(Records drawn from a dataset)
((

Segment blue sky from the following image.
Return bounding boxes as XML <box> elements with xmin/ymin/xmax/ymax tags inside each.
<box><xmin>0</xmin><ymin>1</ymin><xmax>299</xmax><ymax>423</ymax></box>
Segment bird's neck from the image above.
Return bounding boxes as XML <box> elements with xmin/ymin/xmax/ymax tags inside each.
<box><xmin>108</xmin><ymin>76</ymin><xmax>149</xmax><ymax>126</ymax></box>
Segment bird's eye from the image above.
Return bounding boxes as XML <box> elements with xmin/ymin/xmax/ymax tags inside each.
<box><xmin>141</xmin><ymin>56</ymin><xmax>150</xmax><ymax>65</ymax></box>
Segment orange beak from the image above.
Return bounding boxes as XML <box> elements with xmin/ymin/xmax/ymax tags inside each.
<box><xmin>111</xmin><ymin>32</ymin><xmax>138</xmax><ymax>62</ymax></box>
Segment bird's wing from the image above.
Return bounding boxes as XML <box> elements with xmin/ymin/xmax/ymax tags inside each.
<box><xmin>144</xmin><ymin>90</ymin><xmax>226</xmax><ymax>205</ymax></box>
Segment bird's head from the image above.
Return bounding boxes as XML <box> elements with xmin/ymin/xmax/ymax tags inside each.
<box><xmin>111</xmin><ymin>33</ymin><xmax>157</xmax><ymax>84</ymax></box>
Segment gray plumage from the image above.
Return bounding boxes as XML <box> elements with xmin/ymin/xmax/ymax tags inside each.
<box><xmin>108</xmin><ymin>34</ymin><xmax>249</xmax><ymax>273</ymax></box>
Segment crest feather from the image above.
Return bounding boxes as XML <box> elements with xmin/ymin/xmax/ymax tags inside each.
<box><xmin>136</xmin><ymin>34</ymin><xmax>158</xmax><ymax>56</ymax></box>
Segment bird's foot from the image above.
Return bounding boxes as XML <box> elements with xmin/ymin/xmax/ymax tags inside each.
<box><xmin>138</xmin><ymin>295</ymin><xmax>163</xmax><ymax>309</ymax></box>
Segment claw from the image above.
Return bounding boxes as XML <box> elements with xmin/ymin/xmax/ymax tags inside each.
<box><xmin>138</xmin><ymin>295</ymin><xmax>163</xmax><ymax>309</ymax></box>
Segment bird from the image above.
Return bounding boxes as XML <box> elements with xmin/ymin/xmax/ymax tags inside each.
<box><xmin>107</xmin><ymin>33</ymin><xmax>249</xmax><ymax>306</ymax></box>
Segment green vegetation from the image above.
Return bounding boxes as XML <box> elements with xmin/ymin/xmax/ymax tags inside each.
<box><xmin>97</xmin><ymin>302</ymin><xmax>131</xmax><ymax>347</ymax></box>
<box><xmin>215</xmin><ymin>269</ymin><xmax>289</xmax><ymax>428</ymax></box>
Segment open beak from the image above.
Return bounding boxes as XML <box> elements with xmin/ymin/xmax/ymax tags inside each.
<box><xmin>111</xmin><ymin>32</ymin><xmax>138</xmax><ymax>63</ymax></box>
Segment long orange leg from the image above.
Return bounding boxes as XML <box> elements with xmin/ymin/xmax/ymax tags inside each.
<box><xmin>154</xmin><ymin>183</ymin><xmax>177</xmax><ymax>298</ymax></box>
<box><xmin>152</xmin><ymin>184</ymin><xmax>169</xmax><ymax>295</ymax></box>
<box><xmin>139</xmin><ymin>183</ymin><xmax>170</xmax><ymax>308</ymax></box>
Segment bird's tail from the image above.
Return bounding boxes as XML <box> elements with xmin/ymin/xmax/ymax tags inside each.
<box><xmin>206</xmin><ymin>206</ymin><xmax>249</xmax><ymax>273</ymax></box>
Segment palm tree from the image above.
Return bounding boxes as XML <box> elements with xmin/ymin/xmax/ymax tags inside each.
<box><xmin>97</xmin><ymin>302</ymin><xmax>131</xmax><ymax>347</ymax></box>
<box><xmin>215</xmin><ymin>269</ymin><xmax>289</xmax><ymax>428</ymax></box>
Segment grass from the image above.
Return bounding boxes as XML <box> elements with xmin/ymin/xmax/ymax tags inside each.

))

Task to carry out: Copy out, exactly and alone, the lines of the entries above between the ones holding "Segment crest feather from the image above." and "Segment green vegetation", inclusive.

Completed task:
Segment crest feather from the image above.
Return bounding boxes as XML <box> elements with xmin/ymin/xmax/ymax tags inside each.
<box><xmin>136</xmin><ymin>34</ymin><xmax>158</xmax><ymax>56</ymax></box>
Segment bird's foot from the image above.
Return bounding boxes as XML <box> elements with xmin/ymin/xmax/ymax tags inside each.
<box><xmin>138</xmin><ymin>295</ymin><xmax>163</xmax><ymax>309</ymax></box>
Segment claw from the image above.
Return bounding boxes as XML <box> elements with xmin/ymin/xmax/ymax tags inside each.
<box><xmin>138</xmin><ymin>295</ymin><xmax>163</xmax><ymax>309</ymax></box>
Segment bird from the image above.
Return bounding boxes as XML <box> elements with xmin/ymin/xmax/ymax tags inside each.
<box><xmin>107</xmin><ymin>33</ymin><xmax>249</xmax><ymax>306</ymax></box>
Segment green vegetation from the image above.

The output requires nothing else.